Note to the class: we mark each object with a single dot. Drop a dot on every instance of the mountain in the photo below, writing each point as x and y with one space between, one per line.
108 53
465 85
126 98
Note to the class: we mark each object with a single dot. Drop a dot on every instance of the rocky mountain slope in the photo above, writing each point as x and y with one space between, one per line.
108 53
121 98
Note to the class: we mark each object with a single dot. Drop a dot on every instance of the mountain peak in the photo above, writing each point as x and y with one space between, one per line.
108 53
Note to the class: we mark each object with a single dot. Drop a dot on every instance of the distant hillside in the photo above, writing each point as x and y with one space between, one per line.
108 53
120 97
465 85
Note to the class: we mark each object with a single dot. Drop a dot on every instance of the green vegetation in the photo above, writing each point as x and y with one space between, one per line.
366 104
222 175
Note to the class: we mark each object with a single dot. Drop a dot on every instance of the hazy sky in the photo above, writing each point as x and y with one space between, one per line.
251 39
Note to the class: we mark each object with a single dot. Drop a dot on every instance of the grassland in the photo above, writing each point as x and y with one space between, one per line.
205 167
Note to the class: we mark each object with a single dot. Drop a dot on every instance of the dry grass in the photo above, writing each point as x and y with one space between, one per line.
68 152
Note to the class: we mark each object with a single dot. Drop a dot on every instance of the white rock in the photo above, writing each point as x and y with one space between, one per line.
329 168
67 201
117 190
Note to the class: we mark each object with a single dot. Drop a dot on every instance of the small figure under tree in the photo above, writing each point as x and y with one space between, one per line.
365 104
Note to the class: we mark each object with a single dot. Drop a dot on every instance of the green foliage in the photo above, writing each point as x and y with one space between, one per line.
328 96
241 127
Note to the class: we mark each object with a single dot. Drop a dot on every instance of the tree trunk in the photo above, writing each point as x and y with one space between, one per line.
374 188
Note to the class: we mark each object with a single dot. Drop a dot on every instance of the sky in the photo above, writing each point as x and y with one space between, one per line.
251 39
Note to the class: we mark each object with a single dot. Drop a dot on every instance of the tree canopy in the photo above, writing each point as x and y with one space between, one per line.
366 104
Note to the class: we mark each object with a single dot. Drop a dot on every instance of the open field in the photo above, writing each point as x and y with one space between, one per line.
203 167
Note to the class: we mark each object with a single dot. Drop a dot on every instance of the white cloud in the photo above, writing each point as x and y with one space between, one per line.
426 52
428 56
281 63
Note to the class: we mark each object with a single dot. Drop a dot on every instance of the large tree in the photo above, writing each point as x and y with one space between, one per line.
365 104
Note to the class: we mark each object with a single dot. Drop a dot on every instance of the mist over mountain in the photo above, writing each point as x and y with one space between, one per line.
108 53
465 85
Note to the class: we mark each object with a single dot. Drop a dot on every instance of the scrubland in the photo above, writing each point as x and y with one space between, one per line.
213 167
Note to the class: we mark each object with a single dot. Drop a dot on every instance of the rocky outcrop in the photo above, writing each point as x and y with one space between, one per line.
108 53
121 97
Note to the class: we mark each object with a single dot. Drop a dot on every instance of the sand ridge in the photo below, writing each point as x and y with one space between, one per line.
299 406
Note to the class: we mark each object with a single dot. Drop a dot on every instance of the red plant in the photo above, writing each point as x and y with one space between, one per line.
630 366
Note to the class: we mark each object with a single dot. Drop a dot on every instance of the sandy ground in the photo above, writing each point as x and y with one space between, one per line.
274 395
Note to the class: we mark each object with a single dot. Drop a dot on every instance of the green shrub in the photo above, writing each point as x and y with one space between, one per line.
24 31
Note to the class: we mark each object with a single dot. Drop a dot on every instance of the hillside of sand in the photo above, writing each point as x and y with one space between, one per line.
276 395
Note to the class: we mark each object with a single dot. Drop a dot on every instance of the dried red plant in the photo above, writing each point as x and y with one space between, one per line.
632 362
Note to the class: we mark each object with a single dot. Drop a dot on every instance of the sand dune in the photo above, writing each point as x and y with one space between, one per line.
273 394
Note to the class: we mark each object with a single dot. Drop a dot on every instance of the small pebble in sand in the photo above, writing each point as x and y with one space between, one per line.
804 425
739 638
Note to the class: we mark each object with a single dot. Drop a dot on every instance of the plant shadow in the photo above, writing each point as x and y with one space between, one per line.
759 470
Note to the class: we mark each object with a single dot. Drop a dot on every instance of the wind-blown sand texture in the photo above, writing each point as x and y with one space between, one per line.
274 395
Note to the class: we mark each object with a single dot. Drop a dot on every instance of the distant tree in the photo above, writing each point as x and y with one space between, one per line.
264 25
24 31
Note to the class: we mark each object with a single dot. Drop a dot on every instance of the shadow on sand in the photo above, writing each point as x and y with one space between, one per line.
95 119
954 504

- [Problem to solve]
Reproduce the entire listing above word for word, keeping every line in its original order.

- [Written response]
Note to the class: we mark each object with a single dot. Drop a dot on every instance of the mountain in the photo below, writing each point as x and y with one space between, one per line.
108 53
465 85
126 98
Note to the class: we mark each object with a single dot. Drop a dot on every instance of the rocky mountain slope in the photo above, writing each point as x and y with one space between, one per line.
108 53
121 98
Note to the class: we mark each object with a single dot. Drop a dot on every instance of the mountain peak in the photo above, writing each point as x and y with one space between, one per line.
108 53
Note to the class: we mark each object with a single dot. Drop a dot on every instance of the distant hillside in the photo above, writing each point as x and y with one space between, one per line.
108 53
120 97
465 85
Note to the class: we mark each object with a single dot. Drop a dot on every instance of the green vegetation in the photo above, writing each point as x and y with one space between, one per line.
366 104
222 175
Note to the class: we mark each object with a single dot. Drop a dot on every instance of the hazy sky in the photo above, writing each point as x and y with one space between, one per line.
251 39
Note to the class: we mark each object with a single dot. Drop a dot on every instance of the grassland in the photo above, writing each point as x and y with one space between, one per line.
205 167
Note to the class: we mark each object with a single dot. Drop a dot on every instance of the dry grass in the photo above, writing each point as x and y with one space between, one per line.
68 152
Note to the class: we mark each object with a single dot. Drop a dot on every instance of the white rock in the photo above, writing each point as x and y with one space between, one per line.
329 168
67 201
117 190
Note to the class: we mark each object with a single dot. Drop a dot on every instance of the small figure under tree in the photo above, writing each point as x and y with one space between, one per line.
365 104
Note to the class: we mark each object with a single dot. Drop a dot on every instance of the green foliage in the photo above, writing each point as x and y with one space between, one per line.
328 96
241 127
Note to the class: we mark each object with a single dot. Drop a dot on every instance of the tree trunk in the photo above, writing each point as x and y with one space between, one per line.
374 188
Note to the class: we mark each object with a single dot. Drop a dot on every instance of the sky in the photo above, writing each point as x and y with one space between, one per line.
251 39
Note to the class: we mark each object with a single dot. Drop a dot on every instance of the tree canopy in the photo above, writing each point as x and y with one space between, one per line.
366 104
Note to the class: we mark each object with a single dot. Drop a dot on every instance of the open field in the photo above, writing each point as x and y with one space between, one per line.
203 167
Note to the class: we mark each object with a single dot. Drop a dot on every instance of the white cloud in the photo above, writing each point as x and y with one space between, one per line.
426 52
428 56
281 63
Note to the class: we mark each object with a single dot. Drop a dot on every instance of the large tree in the photo above, writing each point as x and y with one space between, one per line.
365 104
Note to the class: we mark each object with a single dot. Drop a dot on every instance of the mist over mountain in the photo above, writing each point as x and y with one space between, one per line.
108 53
465 85
Note to the class: we mark each object with a single dot. Drop a dot on every instance of the scrubland in the photo above, writing each point as x and y with one space between, one per line.
213 167
Note to the class: we mark each object with a single dot. Drop a dot on every instance of the rocky outcrop in the photo above, writing each point as x and y with one space between, one per line.
108 53
121 97
Note to the class: we mark each object with a single dot. Drop a dot on every instance of the sand ridge in the photo below, writing each point as x and y with one space between, one per line.
299 406
Note to the class: we mark each object with a single dot. Drop a dot on every instance of the red plant in the photo above, writing each point as x and y with one space between, one per line.
630 366
Note to the class: we mark each object with a single dot. Drop a dot on every instance of the sandy ground in the photo above, writing each point as x and y with one space between, one per line.
274 395
Note to the class: we mark each object with a single dot. Drop a dot on every instance of the green shrub in the photo above, writing each point as x and y with one space between, one per line.
24 31
Note to the class: we mark each object with a single dot. Drop a dot on every instance of the hillside of sand in the photo above, writing each point as x and y with one space between, one per line.
276 395
Note to the class: we mark each object with a single dot. Drop a dot on every instance of the dried red plant in the photo above, writing each point as x and y with one space between, one per line.
632 362
Note to the class: we mark each object with a single dot. Drop a dot on every instance of the sand dune in the photo above, writing each point as x and y with one space between, one per line.
273 394
Note to the class: we mark each object with a single dot. Drop a dot on every instance of the small pebble in sand in the photo above, writing each point as x and y with one space between, one per line.
804 425
739 638
Note to the class: we mark each object with a single dot. Drop a dot on every instance of the plant shadow in the photo above, writing each point as x and y with one space between, one per line.
759 470
Note to the class: we mark each object with a single dot. Drop a dot on every instance of the wind-blown sand texture in the photo above, writing each point as x and y with one space between, one per line.
274 395
Note to the class: we mark each object with a single dot. Drop a dot on every instance of the distant tree in the photo above, writing each point as x and y with one space between, one per line.
264 25
24 31
Note to the class: we mark each object with a single dot. Drop a dot on every instance of the shadow on sand in the photo above, writing each point as x and y with one space between, one per line.
95 119
954 504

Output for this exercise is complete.